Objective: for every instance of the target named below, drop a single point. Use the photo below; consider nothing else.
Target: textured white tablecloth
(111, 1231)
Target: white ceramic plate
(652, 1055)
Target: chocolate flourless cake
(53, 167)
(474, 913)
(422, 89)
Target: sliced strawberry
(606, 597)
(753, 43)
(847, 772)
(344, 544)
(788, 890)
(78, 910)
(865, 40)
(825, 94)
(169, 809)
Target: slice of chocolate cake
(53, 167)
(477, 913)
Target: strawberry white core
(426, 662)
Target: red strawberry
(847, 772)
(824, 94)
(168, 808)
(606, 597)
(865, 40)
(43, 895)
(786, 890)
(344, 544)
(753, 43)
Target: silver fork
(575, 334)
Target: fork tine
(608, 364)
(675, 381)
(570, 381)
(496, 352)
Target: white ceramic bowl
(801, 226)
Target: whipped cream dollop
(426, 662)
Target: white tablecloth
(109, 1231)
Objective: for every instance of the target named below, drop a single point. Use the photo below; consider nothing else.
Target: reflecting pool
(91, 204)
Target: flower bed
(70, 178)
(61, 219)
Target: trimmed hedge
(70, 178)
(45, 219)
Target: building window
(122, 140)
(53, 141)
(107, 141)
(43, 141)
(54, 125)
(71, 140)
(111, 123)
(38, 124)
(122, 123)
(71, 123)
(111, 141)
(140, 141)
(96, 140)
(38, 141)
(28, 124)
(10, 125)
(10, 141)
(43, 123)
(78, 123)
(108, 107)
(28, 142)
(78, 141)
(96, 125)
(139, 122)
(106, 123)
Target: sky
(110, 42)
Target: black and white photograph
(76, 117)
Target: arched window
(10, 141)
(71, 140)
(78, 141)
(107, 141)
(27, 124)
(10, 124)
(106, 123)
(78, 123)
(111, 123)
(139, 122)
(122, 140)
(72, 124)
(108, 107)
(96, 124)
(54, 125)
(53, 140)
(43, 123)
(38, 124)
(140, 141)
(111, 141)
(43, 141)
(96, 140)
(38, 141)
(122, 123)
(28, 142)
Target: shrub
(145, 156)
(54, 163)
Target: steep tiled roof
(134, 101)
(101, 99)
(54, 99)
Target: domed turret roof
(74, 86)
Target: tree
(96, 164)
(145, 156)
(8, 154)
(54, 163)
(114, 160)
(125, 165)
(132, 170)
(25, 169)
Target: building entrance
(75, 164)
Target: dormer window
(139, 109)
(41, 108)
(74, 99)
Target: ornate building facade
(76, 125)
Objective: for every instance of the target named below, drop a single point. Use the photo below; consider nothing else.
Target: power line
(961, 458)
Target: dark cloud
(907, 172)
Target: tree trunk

# Work instructions
Please rewrite the part of the entries above that opens with the line containing "Target: ornate building facade" and closes with the last line of the entries, both included, as a numbered list with blank lines left out.

# Task response
1. Target: ornate building facade
2. (76, 125)
3. Objective: for every instance of the target named below, drop a single point. Use the photo below; consider nothing else.
4. Target: power line
5. (961, 458)
6. Target: dark cloud
7. (907, 172)
8. Target: tree trunk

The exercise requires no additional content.